#### TEXT BLOCK
begin

ファイル: cluster.py プロジェクト: margulies/neurosynth

    def __init__(self,
                 dataset=None,
                 algorithm=None,
                 output_dir='.',
                 grid_scale=None,
                 features=None,
                 feature_threshold=0.0,
                 global_mask=None,
                 roi_mask=None,
                 distance_mask=None,
                 min_voxels_per_study=None,
                 min_studies_per_voxel=None,
                 distance_metric=None,
                 **kwargs):
        """ Initialize Clusterer.
        Args:
            dataset: The dataset to use for clustering. Either a Dataset instance or a numpy
                array with voxels in rows and features in columns.
            algorithm: Optional algorithm to use for clustering. If None, an algorithm 
                must be passed to the cluster() method later.
            output_directory: Directory to use for writing all outputs.
            grid_scale: Optional integer. If provided, a 3D grid will be applied to the 
                image data, with values in all voxels in each grid cell being averaged 
                prior to clustering analysis. This is an effective means of dimension 
                reduction in cases where the data are otherwise too large for clustering.
            features: Optional features to use for selecting a subset of the studies in the 
                Dataset instance. If dataset is a numpy matrix, will be ignored.
            feature_threshold: float; the threshold to use for feature selection. Will be 
                ignored if features is None.
            global_mask: An image defining the space to use for all analyses. Only necessary
                if dataset is a numpy array.

end

#### SET TASKS
1. For each statement about the cluster.py excerpt, answer yes or no and quote the words that settle it: (a) if no algorithm is given at initialization, one must be supplied to the cluster() method later; (b) the features argument is still used when dataset is a numpy matrix; (c) global_mask is required in every case.
2. Extend the cluster.py excerpt, picking up right after its last line.
The lines after this come from a separate source.

#### PROVIDED INFORMATION
begin

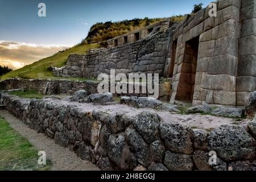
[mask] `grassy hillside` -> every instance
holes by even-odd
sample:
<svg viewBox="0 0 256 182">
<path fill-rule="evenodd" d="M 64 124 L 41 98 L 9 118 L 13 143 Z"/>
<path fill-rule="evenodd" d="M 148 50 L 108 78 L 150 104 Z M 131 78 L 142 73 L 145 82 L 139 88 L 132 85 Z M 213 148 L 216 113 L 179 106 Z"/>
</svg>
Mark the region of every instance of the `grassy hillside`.
<svg viewBox="0 0 256 182">
<path fill-rule="evenodd" d="M 52 78 L 52 72 L 47 69 L 51 66 L 61 67 L 64 66 L 70 54 L 85 53 L 92 48 L 100 47 L 98 44 L 82 45 L 73 47 L 65 51 L 60 52 L 52 56 L 42 59 L 23 68 L 14 70 L 0 77 L 0 80 L 18 77 L 24 78 Z"/>
<path fill-rule="evenodd" d="M 170 18 L 172 22 L 182 21 L 184 16 L 174 16 Z M 107 40 L 133 30 L 144 27 L 164 20 L 164 18 L 135 18 L 132 20 L 125 20 L 121 22 L 97 23 L 93 25 L 88 32 L 87 38 L 82 42 L 82 44 L 94 43 Z"/>
<path fill-rule="evenodd" d="M 172 22 L 179 22 L 182 21 L 183 18 L 184 16 L 181 15 L 174 16 L 171 17 L 170 20 Z M 87 38 L 79 45 L 60 52 L 52 56 L 35 62 L 22 68 L 7 73 L 1 76 L 0 80 L 17 77 L 23 78 L 56 78 L 53 76 L 52 72 L 48 70 L 48 68 L 51 66 L 58 68 L 64 66 L 70 54 L 85 53 L 89 49 L 99 48 L 100 42 L 155 23 L 163 19 L 163 18 L 148 19 L 145 18 L 115 23 L 108 22 L 104 23 L 96 23 L 91 27 Z M 73 78 L 70 79 L 84 80 L 85 78 Z"/>
</svg>

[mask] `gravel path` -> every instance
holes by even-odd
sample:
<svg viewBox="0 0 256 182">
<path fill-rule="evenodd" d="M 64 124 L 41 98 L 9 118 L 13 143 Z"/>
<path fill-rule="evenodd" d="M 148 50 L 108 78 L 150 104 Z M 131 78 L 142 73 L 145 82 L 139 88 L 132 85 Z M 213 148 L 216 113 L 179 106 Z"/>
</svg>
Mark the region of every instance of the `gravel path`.
<svg viewBox="0 0 256 182">
<path fill-rule="evenodd" d="M 100 169 L 90 162 L 82 160 L 67 148 L 62 147 L 54 143 L 53 140 L 44 134 L 38 133 L 30 129 L 19 119 L 7 111 L 0 110 L 0 115 L 5 118 L 10 126 L 21 135 L 27 138 L 39 151 L 46 152 L 46 157 L 52 162 L 53 171 L 97 171 Z"/>
</svg>

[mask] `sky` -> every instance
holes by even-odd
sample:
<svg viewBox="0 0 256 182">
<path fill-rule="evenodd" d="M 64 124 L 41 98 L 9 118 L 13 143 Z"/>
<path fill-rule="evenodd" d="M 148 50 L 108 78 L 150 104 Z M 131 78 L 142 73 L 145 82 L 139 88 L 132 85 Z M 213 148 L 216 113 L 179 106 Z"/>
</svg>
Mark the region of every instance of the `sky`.
<svg viewBox="0 0 256 182">
<path fill-rule="evenodd" d="M 210 0 L 0 0 L 0 65 L 17 69 L 79 43 L 97 22 L 190 13 Z M 39 3 L 46 17 L 39 17 Z"/>
</svg>

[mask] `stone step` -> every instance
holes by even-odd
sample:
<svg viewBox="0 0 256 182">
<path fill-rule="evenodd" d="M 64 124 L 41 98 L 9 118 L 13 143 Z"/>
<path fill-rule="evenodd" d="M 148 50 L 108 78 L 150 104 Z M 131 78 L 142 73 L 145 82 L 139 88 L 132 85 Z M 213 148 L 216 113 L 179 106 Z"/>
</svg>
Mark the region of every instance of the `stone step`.
<svg viewBox="0 0 256 182">
<path fill-rule="evenodd" d="M 0 105 L 0 110 L 5 110 L 6 106 L 5 105 Z"/>
</svg>

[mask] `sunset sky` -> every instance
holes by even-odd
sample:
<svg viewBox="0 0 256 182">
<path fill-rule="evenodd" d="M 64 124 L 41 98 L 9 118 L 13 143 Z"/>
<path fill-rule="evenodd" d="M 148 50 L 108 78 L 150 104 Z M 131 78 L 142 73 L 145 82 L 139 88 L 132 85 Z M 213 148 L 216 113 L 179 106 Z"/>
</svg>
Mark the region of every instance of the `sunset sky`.
<svg viewBox="0 0 256 182">
<path fill-rule="evenodd" d="M 0 0 L 0 65 L 18 69 L 84 39 L 97 22 L 190 13 L 209 0 Z M 46 5 L 46 17 L 38 5 Z"/>
</svg>

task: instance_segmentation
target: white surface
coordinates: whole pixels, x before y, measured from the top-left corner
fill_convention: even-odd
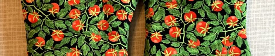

end

#### RESPONSE LIST
1.
(a) Yes: "If None, an algorithm must be passed to the cluster() method later."
(b) No: "If dataset is a numpy matrix, will be ignored."
(c) No: "Only necessary if dataset is a numpy array."

2.
            roi_mask: An image that determines which voxels to cluster. All non-zero voxels
                will be included in the clustering analysis. When roi_mask is None, all 
                voxels in the global_mask (i.e., the whole brain) will be clustered. roi_mask
                can be an image filename, a nibabel image, or an already-masked array with 
                the same dimensions as the global_mask.
            distance_mask: An image defining the voxels to base the distance matrix 
                computation on. All non-zero voxels will be used to compute the distance
                matrix. For example, if the roi_mask contains voxels in only the insula, 
                and distance_mask contains voxels in only the cerebellum, then voxels in 
                the insula will be clustered based on the similarity of their coactvation 
                with all and only cerebellum voxels.
            min_voxels_per_study: An optional integer. If provided, all voxels with fewer 
                than this number of studies will be removed from analysis.
            min_studies_per_voxel: An optional integer. If provided, all studies with fewer 
                than this number of active voxels will be removed from analysis.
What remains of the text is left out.